WHAT TO DO. Pick out and copy each line of the listing below that contains the string "sneaker". Treat uppercase and lowercase letters as different.

ENTRIES SHOWN.

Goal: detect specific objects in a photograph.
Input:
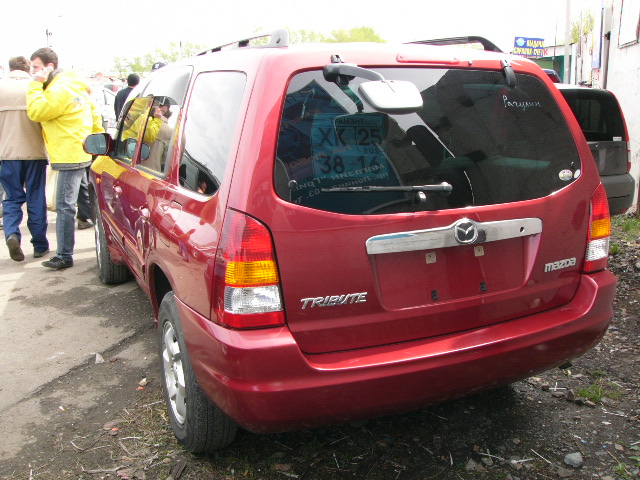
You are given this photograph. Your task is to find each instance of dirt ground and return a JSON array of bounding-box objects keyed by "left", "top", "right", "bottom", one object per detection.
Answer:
[{"left": 0, "top": 222, "right": 640, "bottom": 480}]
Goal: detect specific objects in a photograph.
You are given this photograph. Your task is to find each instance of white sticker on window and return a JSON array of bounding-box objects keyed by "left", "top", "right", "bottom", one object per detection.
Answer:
[{"left": 502, "top": 95, "right": 542, "bottom": 112}]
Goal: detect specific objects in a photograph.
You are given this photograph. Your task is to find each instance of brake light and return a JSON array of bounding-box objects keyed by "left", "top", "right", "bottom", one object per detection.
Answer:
[
  {"left": 213, "top": 210, "right": 284, "bottom": 329},
  {"left": 582, "top": 184, "right": 611, "bottom": 273}
]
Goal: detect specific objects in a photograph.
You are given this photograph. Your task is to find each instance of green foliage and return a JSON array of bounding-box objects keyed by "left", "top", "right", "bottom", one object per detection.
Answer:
[
  {"left": 569, "top": 10, "right": 594, "bottom": 43},
  {"left": 327, "top": 27, "right": 385, "bottom": 43},
  {"left": 289, "top": 27, "right": 386, "bottom": 43},
  {"left": 578, "top": 379, "right": 622, "bottom": 403},
  {"left": 113, "top": 42, "right": 206, "bottom": 78}
]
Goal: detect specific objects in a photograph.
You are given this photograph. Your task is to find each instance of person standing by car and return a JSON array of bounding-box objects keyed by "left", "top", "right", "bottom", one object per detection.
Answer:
[
  {"left": 0, "top": 57, "right": 49, "bottom": 262},
  {"left": 27, "top": 47, "right": 104, "bottom": 270},
  {"left": 113, "top": 73, "right": 140, "bottom": 119}
]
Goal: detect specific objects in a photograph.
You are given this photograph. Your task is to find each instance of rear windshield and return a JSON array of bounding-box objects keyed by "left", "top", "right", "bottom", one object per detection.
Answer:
[
  {"left": 274, "top": 68, "right": 580, "bottom": 214},
  {"left": 560, "top": 89, "right": 625, "bottom": 142}
]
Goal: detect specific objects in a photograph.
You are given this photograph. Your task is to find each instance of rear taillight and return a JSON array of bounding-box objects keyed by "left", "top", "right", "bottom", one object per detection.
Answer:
[
  {"left": 213, "top": 210, "right": 284, "bottom": 329},
  {"left": 582, "top": 184, "right": 611, "bottom": 273}
]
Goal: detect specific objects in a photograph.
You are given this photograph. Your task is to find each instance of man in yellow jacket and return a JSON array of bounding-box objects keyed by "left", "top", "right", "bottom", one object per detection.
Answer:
[{"left": 27, "top": 48, "right": 104, "bottom": 270}]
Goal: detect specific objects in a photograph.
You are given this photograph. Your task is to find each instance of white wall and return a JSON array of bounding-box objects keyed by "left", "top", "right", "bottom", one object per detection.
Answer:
[{"left": 606, "top": 0, "right": 640, "bottom": 210}]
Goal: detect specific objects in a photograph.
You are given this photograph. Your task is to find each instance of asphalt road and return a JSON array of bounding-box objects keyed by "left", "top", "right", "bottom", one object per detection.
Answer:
[{"left": 0, "top": 220, "right": 155, "bottom": 461}]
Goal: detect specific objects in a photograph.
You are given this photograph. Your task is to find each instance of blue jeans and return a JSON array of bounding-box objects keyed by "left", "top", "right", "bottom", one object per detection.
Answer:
[
  {"left": 56, "top": 168, "right": 86, "bottom": 260},
  {"left": 0, "top": 160, "right": 49, "bottom": 252}
]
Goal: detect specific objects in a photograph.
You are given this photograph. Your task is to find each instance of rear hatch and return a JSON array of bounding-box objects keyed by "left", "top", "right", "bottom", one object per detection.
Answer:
[
  {"left": 560, "top": 87, "right": 629, "bottom": 175},
  {"left": 262, "top": 61, "right": 597, "bottom": 353}
]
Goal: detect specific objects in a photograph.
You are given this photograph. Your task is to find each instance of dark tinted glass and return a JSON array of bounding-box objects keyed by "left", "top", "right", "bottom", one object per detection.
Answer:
[
  {"left": 274, "top": 68, "right": 580, "bottom": 214},
  {"left": 560, "top": 89, "right": 626, "bottom": 142},
  {"left": 179, "top": 72, "right": 246, "bottom": 195}
]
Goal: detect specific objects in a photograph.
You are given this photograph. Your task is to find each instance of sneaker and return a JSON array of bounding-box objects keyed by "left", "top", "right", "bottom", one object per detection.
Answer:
[
  {"left": 42, "top": 256, "right": 73, "bottom": 270},
  {"left": 78, "top": 219, "right": 93, "bottom": 230},
  {"left": 7, "top": 233, "right": 24, "bottom": 262},
  {"left": 33, "top": 248, "right": 49, "bottom": 258}
]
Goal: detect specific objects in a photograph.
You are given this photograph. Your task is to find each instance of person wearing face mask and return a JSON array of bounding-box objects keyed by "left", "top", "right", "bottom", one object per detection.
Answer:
[{"left": 27, "top": 47, "right": 104, "bottom": 270}]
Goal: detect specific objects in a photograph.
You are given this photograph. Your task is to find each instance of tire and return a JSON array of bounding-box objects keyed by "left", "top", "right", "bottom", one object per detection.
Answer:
[
  {"left": 93, "top": 209, "right": 131, "bottom": 285},
  {"left": 158, "top": 292, "right": 238, "bottom": 453}
]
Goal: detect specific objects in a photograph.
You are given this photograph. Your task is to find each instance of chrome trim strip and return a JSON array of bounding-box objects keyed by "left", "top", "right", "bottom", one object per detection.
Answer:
[{"left": 366, "top": 218, "right": 542, "bottom": 255}]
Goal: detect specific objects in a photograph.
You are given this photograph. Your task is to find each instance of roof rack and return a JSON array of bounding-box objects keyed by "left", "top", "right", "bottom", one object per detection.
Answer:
[
  {"left": 408, "top": 36, "right": 504, "bottom": 53},
  {"left": 198, "top": 28, "right": 289, "bottom": 55}
]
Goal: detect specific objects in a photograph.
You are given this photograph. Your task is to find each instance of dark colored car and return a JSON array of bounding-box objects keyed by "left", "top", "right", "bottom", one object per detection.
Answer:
[
  {"left": 85, "top": 31, "right": 616, "bottom": 452},
  {"left": 556, "top": 84, "right": 636, "bottom": 215}
]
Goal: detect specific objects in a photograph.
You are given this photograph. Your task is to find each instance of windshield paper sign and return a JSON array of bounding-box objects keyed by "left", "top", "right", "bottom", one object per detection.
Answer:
[{"left": 512, "top": 37, "right": 544, "bottom": 58}]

THE RESPONSE.
You are given this photograph. Your task is to find each instance of sneaker and return a JSON array of bounding-box objects keyed by "left", "top", "right", "bottom", one object per detection.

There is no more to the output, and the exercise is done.